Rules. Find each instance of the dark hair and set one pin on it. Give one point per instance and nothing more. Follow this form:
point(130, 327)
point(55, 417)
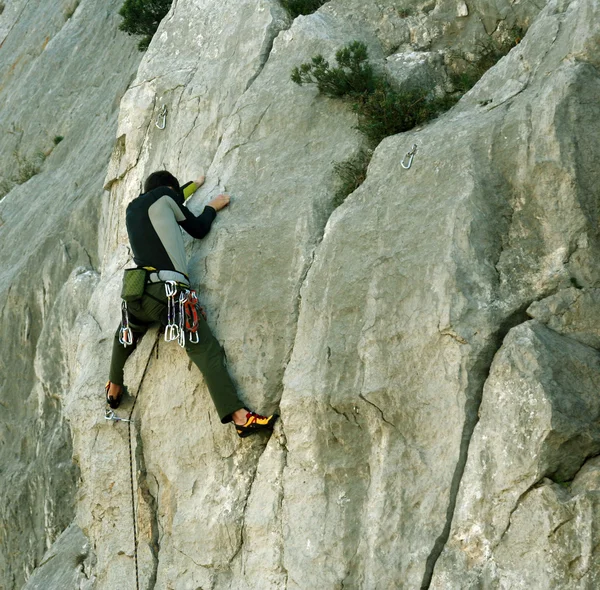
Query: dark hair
point(160, 178)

------------------------------------------------------------

--- Written instruction ---
Rewrite the data, changing every "dark hair" to "black hair" and keeping everything else the same. Leave the pictures out of your answer.

--- Answer ---
Rules. Find each instance of the black hair and set one pin on it. Give one point per instance and nothing more. Follow this form:
point(130, 327)
point(55, 417)
Query: black hair
point(160, 178)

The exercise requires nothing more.